**EXERCISE PASSAGE**
★ ★ ★ ★
Future versions of gcc may also be able to recognise these idioms without
using the builtin, but AFAIK that's not been implemented yet.

Paul

Eric Weddington

19 years ago

> -----Original Message-----
> From:
> avr-gcc-list-bounces+eweddington=***@nongnu.org
> [mailto:avr-gcc-list-bounces+eweddington=***@nongnu.
> org] On Behalf Of Paul Brook
> Sent: Saturday, November 18, 2006 9:46 AM
> To: ***@gcc.gnu.org; Shaun Jackman
> Cc: avr-gcc-***@nongnu.org
> Subject: [avr-gcc-list] Re: AVR byte swap optimization
>
> > Ideally, this macro would expand to three mov instructions
> and a ret.
> > Is there anything I can do to help GCC along here? I'm
> using GCC 4.1.0
> > with -O2.
> >
> > I won't bother to show bswap_32 here, which produces a real
> disaster!
> > Think 47 instructions, for what should be 6.
>
> Use gcc head, __builtin_bswap and make sure the AVR backend
> implements the
> bswap rtl patterns.

There's the problem. You can't just glibly say "make sure the AVR backend
implements the bswap rtl patterns". There are precious few volunteers who
are familiar enough with gcc internals and the avr port in particular to go
do just that. AFAIK, there is no bswap rtl pattern in the avr port, at least
there doesn't seem to be in 4.1.1.

> Future versions of gcc may also be able to recognise these
> idioms without
> using the builtin, but AFAIK that's not been implemented yet.

Plus there is a long lead time between when it is implemented on HEAD, then
branched, released from a branch, and then when it shows up in binary
distributions.

Eric Weddington

Steven Bosscher

19 years ago

On 11/19/06, Eric Weddington <***@cso.atmel.com> wrote:
> > Use gcc head, __builtin_bswap and make sure the AVR backend
> > implements the
> > bswap rtl patterns.
>
> There's the problem. You can't just glibly say "make sure the AVR backend
> implements the bswap rtl patterns". There are precious few volunteers who
> are familiar enough with gcc internals and the avr port in particular to go
> do just that. AFAIK, there is no bswap rtl pattern in the avr port, at least
> there doesn't seem to be in 4.1.1.
★ ★ ★ ★
**WHAT YOU WILL DO**
Reproduce everything in the AVR byte swap thread from "Plus there is" down to "distributions.", word for word. None of the material is needed.

**THE DATA**
★ ★ ★ ★
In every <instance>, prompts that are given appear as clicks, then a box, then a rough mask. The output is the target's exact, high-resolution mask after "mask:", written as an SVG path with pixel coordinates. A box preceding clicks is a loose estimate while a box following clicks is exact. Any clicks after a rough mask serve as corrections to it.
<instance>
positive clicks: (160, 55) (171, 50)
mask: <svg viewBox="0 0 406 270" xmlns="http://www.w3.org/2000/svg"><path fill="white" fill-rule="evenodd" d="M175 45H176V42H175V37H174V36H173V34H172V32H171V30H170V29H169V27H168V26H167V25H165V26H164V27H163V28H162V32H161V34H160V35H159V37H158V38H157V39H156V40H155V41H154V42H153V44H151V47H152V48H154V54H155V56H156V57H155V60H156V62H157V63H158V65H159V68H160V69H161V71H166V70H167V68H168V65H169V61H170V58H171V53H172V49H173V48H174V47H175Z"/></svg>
★ ★ ★ ★
**OUTPUT BELOW**
Plus there is a long lead time between when it is implemented on HEAD, then
branched, released from a branch, and then when it shows up in binary
distributions.